■ **Set exercise**:
Repeat every record exactly, but keep images out of the copy.
Supplied data start
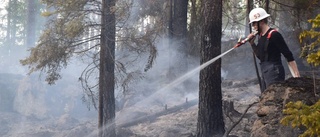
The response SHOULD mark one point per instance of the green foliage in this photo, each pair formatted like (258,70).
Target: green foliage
(299,114)
(311,40)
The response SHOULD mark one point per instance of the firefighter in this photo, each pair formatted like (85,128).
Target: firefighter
(269,48)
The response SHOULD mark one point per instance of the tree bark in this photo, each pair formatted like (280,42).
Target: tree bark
(179,36)
(106,112)
(210,115)
(31,23)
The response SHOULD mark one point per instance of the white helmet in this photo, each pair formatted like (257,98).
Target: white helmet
(257,14)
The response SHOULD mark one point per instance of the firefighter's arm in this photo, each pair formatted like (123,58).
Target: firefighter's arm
(253,45)
(293,69)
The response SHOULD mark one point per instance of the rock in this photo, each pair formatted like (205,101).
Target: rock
(273,101)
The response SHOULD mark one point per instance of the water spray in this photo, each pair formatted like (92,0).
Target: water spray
(197,69)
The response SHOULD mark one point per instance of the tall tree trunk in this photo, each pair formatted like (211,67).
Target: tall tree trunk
(8,33)
(210,115)
(179,36)
(106,115)
(14,22)
(31,23)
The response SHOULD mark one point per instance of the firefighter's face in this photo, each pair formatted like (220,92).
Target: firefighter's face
(255,25)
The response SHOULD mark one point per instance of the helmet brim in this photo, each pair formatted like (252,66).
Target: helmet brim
(265,16)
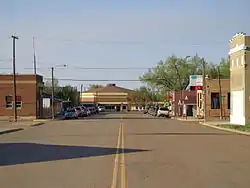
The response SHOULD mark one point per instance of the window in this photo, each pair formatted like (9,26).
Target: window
(9,101)
(215,101)
(242,60)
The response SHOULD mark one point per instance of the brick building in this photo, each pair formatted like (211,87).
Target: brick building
(28,95)
(215,107)
(181,98)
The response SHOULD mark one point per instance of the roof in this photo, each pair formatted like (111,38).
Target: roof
(110,88)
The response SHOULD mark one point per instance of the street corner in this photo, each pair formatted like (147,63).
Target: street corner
(37,124)
(9,130)
(41,120)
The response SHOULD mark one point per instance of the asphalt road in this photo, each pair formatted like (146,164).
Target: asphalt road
(123,151)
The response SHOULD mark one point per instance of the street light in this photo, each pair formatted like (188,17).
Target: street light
(52,93)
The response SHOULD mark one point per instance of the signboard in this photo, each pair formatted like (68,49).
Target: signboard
(196,80)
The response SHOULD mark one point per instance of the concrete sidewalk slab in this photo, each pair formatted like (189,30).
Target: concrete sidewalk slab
(214,125)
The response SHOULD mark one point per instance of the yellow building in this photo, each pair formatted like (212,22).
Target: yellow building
(110,96)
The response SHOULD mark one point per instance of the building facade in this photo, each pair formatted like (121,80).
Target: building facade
(110,96)
(183,99)
(28,102)
(216,106)
(239,55)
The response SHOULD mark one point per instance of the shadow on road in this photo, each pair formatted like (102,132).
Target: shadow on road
(22,153)
(128,118)
(182,134)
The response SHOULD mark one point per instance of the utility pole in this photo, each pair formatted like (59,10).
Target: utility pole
(52,93)
(204,88)
(220,94)
(34,55)
(81,93)
(14,77)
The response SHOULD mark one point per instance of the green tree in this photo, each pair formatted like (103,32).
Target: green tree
(143,96)
(47,88)
(173,73)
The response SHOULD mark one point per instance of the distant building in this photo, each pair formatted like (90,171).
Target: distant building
(110,96)
(239,55)
(215,107)
(28,100)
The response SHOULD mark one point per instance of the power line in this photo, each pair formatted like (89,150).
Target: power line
(113,80)
(126,42)
(87,68)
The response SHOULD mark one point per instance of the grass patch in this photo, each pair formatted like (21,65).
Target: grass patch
(245,128)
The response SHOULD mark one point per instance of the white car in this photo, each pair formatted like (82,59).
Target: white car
(163,112)
(71,114)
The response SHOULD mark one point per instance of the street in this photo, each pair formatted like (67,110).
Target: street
(123,150)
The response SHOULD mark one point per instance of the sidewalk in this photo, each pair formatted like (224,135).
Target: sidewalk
(8,127)
(224,125)
(193,119)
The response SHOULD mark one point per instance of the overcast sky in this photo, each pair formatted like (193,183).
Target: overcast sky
(84,34)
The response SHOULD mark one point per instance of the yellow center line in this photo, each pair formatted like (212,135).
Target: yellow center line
(116,161)
(123,165)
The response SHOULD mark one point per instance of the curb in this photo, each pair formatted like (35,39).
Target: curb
(225,129)
(11,131)
(187,120)
(37,124)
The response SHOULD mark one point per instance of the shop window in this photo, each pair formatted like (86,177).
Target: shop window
Supplied data end
■ **Answer to the problem**:
The response SHOULD mark one point per instance of the green foliage in this photo, each pair formatted like (258,70).
Target: green foliage
(299,114)
(311,40)
The response SHOULD mark one point per instance of the firefighter in this photo, each pair formatted like (85,128).
Target: firefighter
(269,48)
The response SHOULD mark one point per instance of the tree bark in this photo, each pair formatted like (280,42).
Target: tree bark
(179,36)
(106,112)
(210,115)
(31,23)
The response SHOULD mark one point per instance of the white helmet in this photo, each pair formatted like (257,98).
Target: white helmet
(257,14)
The response SHOULD mark one point per instance of the firefighter's arm in this photo, each pair formatted like (123,58).
Target: firefighter's arm
(253,45)
(293,69)
The response SHOULD mark one point per instance of the rock in this photo, each pair formatted like (205,101).
Target: rock
(273,101)
The response SHOULD mark one point per instance of the water spray in this photo, each pair formatted like (92,0).
Target: water spray
(197,69)
The response SHOULD mark one point per instance of the tall tree trunk in this photo, each pair formatted like (211,67).
Target: tall tree trunk
(8,33)
(210,115)
(179,36)
(106,115)
(14,22)
(31,23)
The response SHOULD mark one point per instance of the firefighter's face in this photo, each pair formatted like (220,92).
Target: firefighter's face
(255,25)
The response SHOULD mark one point per instance of the helmet brim in this photo, each pair formatted like (252,66).
Target: helmet brim
(265,16)
The response SHOULD mark one point per instance of the window in this photo, each pair formatted like (9,26).
Target: window
(9,101)
(215,101)
(242,60)
The response SHOULD mark one point per instance of the brick building in this photo, each pair formatted like (211,87).
Target: brick building
(28,95)
(215,107)
(181,98)
The response SHOULD mark one point per instance of the roof in this photo, each pair formatted like (111,38).
Target: roof
(110,88)
The response SHOULD mark one point per instance of the street corner in this photo, each pair formatted like (147,63).
Target: street corner
(37,124)
(9,130)
(41,120)
The response SHOULD mark one point per instance of the asphalt road in this photo, each pair formatted like (146,164).
Target: asphalt road
(123,151)
The response SHOULD mark one point per instance of the street light in this photo, each pair formatted like (188,17).
Target: street light
(52,93)
The response SHOULD mark one point per instance of the signboard in this photo, each pair formatted like (68,49).
Target: signboard
(196,80)
The response SHOULD mark one point per instance of the concrete sidewalk slab in this photo, each pair formatted like (189,30).
Target: concrete sidewalk slab
(214,125)
The response SHOULD mark one point per instance of the yellow building in this photo, each pair formatted like (212,22).
Target: yellow building
(110,96)
The response SHOULD mark one point per instance of the building facade in this photo, each pair formatted like (121,80).
Target: building facade
(110,96)
(183,99)
(28,102)
(216,106)
(239,55)
The response SHOULD mark one point per instance of the shadow on road in this photo, each pair formatted like (102,132).
Target: shadow on road
(22,153)
(128,118)
(182,134)
The response SHOULD mark one point per instance of the utility pole in this photo, each pair formatted like (59,10).
Target: utility pole
(52,93)
(204,88)
(220,94)
(34,55)
(81,93)
(14,77)
The response SHOULD mark one point per instance of the green tree in this photo, each pair formatted like (103,32).
Target: green tree
(143,96)
(47,88)
(173,73)
The response SHOULD mark one point per instance of the distant building in this photo, each pair formatted like (90,171).
Target: distant building
(110,96)
(239,55)
(215,107)
(28,100)
The response SHOULD mark one point per instance of the power line in this photo, each pair formatted like (89,150).
Target: power line
(113,80)
(126,42)
(87,68)
The response SHOULD mark one point per instance of the grass patch in this photo, each pair formatted like (21,65).
Target: grass patch
(245,128)
The response SHOULD mark one point per instance of the white car in this photo, each pair formatted like (82,59).
Target: white car
(163,112)
(71,114)
The response SHOULD mark one point per instance of the street in this photo, each pair formatted like (67,110).
Target: street
(123,150)
The response SHOULD mark one point per instance of the sidewalk in this photo, each pair formatted like (224,135).
Target: sidewalk
(8,127)
(224,125)
(193,119)
The response SHOULD mark one point per instance of the overcast sky in this photo, each pair formatted like (193,183).
Target: overcast sky
(84,34)
The response SHOULD mark one point per instance of the yellow center line in this photo, each pair formatted like (212,135).
Target: yellow center line
(116,161)
(123,165)
The response SHOULD mark one point per instance of the curb in this photo, each pair formatted like (35,39).
Target: curb
(225,129)
(11,131)
(187,120)
(37,124)
The response SHOULD mark one point per instance of the shop window in this photo, each pair formatted like (86,177).
Target: shop window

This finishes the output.